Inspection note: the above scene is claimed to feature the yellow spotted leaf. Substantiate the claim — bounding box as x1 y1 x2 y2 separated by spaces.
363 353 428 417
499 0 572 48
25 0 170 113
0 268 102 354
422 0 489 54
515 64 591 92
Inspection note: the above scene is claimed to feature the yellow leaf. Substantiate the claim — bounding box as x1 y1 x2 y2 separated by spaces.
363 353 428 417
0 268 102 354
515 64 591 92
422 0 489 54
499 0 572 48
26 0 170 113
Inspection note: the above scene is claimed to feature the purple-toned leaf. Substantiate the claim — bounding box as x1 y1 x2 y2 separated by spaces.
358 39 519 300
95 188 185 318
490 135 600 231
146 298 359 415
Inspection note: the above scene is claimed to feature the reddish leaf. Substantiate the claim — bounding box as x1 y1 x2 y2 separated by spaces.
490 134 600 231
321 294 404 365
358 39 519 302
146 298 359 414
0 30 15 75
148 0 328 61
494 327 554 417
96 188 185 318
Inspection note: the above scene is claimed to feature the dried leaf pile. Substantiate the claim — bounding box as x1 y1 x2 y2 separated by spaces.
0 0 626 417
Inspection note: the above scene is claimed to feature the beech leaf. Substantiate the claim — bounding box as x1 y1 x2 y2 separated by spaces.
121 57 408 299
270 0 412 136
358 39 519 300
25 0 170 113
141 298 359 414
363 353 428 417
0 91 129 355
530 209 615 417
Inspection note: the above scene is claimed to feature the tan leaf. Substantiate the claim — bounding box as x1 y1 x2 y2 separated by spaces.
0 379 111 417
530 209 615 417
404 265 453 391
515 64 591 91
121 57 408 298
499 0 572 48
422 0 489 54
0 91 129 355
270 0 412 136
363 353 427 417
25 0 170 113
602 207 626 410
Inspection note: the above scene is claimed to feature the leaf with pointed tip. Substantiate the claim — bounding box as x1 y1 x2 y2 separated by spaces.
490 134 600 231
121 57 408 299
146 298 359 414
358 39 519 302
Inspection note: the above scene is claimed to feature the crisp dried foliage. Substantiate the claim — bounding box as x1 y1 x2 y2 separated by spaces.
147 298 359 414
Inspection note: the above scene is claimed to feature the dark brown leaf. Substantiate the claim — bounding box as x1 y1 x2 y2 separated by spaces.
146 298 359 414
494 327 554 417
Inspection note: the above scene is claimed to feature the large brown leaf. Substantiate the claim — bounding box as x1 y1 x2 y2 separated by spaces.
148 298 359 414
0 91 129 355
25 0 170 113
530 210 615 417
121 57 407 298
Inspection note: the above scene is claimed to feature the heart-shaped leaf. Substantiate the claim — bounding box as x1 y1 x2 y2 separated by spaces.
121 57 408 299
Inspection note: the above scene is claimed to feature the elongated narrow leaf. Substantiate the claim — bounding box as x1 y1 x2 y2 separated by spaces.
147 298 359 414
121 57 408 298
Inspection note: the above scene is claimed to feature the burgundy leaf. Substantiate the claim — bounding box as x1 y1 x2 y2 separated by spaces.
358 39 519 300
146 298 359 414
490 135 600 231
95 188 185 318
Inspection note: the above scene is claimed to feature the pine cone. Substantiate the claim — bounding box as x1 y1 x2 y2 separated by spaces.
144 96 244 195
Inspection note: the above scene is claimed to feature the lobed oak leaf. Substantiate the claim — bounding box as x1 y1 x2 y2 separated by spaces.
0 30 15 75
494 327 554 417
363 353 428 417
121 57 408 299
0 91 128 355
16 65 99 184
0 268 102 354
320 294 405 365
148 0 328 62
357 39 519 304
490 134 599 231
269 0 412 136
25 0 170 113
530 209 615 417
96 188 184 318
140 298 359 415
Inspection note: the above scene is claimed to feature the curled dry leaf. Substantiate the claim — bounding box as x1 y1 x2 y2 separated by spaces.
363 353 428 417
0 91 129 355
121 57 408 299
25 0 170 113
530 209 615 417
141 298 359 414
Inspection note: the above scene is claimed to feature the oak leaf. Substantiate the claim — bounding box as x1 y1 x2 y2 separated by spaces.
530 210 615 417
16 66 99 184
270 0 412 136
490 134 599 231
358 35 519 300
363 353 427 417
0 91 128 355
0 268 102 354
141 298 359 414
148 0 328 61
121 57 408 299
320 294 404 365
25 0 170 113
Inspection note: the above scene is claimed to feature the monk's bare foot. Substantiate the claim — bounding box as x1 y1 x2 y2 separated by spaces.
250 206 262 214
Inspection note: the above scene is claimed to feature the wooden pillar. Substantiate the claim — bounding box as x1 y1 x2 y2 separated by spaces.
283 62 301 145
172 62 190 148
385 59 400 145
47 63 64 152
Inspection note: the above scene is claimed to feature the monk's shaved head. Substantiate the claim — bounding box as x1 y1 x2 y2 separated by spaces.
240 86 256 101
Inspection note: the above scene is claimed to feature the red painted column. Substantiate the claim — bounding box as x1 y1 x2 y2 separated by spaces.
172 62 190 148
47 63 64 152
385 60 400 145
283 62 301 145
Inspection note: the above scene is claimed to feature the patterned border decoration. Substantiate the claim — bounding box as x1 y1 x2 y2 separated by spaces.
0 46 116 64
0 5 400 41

◆ Set task
Update the lines above by replacing every occurrence of "Substantiate the claim" with "Confirm the claim" and leaving all other text unchanged.

◆ Finished answer
Inspection note: the above scene is claimed to feature the yellow spotted leaf. Confirm the claim — bounding box as x1 y1 x2 y2 separated by spaces.
363 353 428 417
499 0 572 48
25 0 170 113
0 268 102 354
422 0 489 54
515 64 591 92
Inspection note: the above scene is claimed to feature the yellow leaf. Confirm the claim — bounding box as x1 y1 x2 y2 separated by spaces.
363 353 428 417
0 268 102 354
515 64 591 92
422 0 489 54
499 0 572 48
26 0 170 113
Inspection note: the above scene is claimed to feature the purple-toned leaf. Confirm the claim — bounding box as x1 y1 x2 y2 separated by spaces.
358 39 519 300
95 188 185 318
490 135 600 231
146 298 359 415
Inspection note: the above scene is claimed to feature the reddish leaf. Confirm the claim — bounding box as x1 y1 x2 y2 separated by spaces.
490 134 600 231
321 294 404 365
358 39 519 302
146 298 359 414
0 30 15 75
148 0 328 61
494 327 554 417
96 188 185 318
Inspection note: the above scene is claimed to feature the dried leaf pile. Confirm the claim — bounding box as x1 y1 x2 y2 separated by spaces.
0 0 626 417
Inspection note: the above scene is claimed to feature the beech leaf. Confirm the claim — bounding box as x1 y1 x2 y2 separated by spaces.
121 57 408 299
270 0 412 136
358 39 519 300
25 0 170 113
141 298 359 414
363 353 428 417
0 91 129 355
530 209 615 417
Inspection note: the above scene is claimed to feature the tan leaf. Confirm the claim — bounding box as x1 y1 x2 y2 separated by spaces.
0 379 111 417
530 209 615 417
404 265 453 391
515 64 591 91
121 57 408 298
499 0 572 48
422 0 489 54
0 91 129 355
270 0 412 136
363 353 427 417
25 0 170 113
602 207 626 410
Inspection note: the above scene is claimed to feature the leaf with pointed tip. Confirm the claim — bounding box as x1 y1 x2 y2 separated by spaces.
490 134 600 231
121 57 408 299
146 298 359 414
358 39 519 302
Inspection note: the above scene is claimed to feature the crisp dried foliage. Confirm the claim — bounding box as x1 y1 x2 y2 separated by spaces.
147 298 359 414
Inspection note: the above scene is claimed to feature the dark brown leaf. Confirm the claim — bounding box as x1 y1 x2 y2 separated by spaces.
146 298 359 414
494 327 554 417
Inspection note: the above scene is claimed to feature the large brown leaf. Confirm the claim — bounding box as x1 y1 x2 y2 separated by spaces.
148 298 359 414
0 91 129 355
25 0 170 113
530 210 615 417
121 57 407 298
Inspection note: the above scene is claimed to feature the heart-shaped leaf. Confirm the claim — bounding box as x1 y1 x2 y2 separated by spaces.
121 57 408 299
Inspection note: the above scene is claimed to feature the elongated narrow leaf. Confirm the claim — bounding box as x1 y1 x2 y2 separated by spaces.
147 298 359 414
121 57 408 298
Inspection note: the above scene is claimed to feature the burgundy leaf. Confirm the claim — bounding box as x1 y1 x2 y2 separated by spaces.
358 39 519 300
146 298 359 414
490 135 600 231
95 188 185 318
Inspection note: the above scene is claimed to feature the pine cone. Confirm the claim — bounding box as x1 y1 x2 y2 separated by spaces.
144 96 244 195
Inspection note: the above scene is claimed to feature the lobed oak leaf. Confirm the claim — bounding box as x1 y1 x2 y2 separated by spaces.
0 30 15 75
494 327 554 417
363 353 428 417
121 57 408 299
0 91 128 355
16 65 99 184
0 268 102 354
320 294 405 365
148 0 328 62
357 39 519 304
490 134 599 231
269 0 412 136
25 0 170 113
530 209 615 417
96 188 184 318
140 298 359 415
Inspection note: the above scene is claimed to feature the curled dry leaf. Confirm the claim — bounding box as x1 y1 x2 y2 separated by spaces.
363 353 428 417
0 91 129 355
121 57 408 299
25 0 170 113
530 209 615 417
141 298 359 414
Inspection note: the above scene is claimed to feature the oak leaf. Confirm the claim — bounding box as x1 y1 x2 y2 separated by spaces.
530 210 615 417
16 66 99 184
270 0 412 136
490 134 599 231
358 35 519 300
363 353 427 417
0 91 128 355
0 268 102 354
141 298 359 414
148 0 328 61
121 57 408 299
320 294 404 365
25 0 170 113
Inspection note: the above scene is claimed to feature the monk's bare foot. Confirm the claim — bounding box as x1 y1 x2 y2 separated by spaces.
250 206 262 214
Inspection note: the above scene is claimed to feature the wooden pillar. Confirm the claim — bounding box as x1 y1 x2 y2 separated by spaces.
283 62 301 145
172 62 190 148
385 59 400 145
47 63 64 152
Inspection note: the above scene is claimed to feature the monk's shaved head. Confirm the claim — bounding box as x1 y1 x2 y2 separated by spaces.
240 86 256 101
Inspection note: the above scene is claimed to feature the red painted column. Confirm the claim — bounding box as x1 y1 x2 y2 separated by spaces.
172 62 190 148
47 63 64 152
385 60 400 145
283 62 301 145
Inspection note: the above scene is claimed to feature the patterned border decoration. Confirm the claim — bounding box as x1 y1 x2 y2 separated by spaces.
0 46 116 64
0 5 400 41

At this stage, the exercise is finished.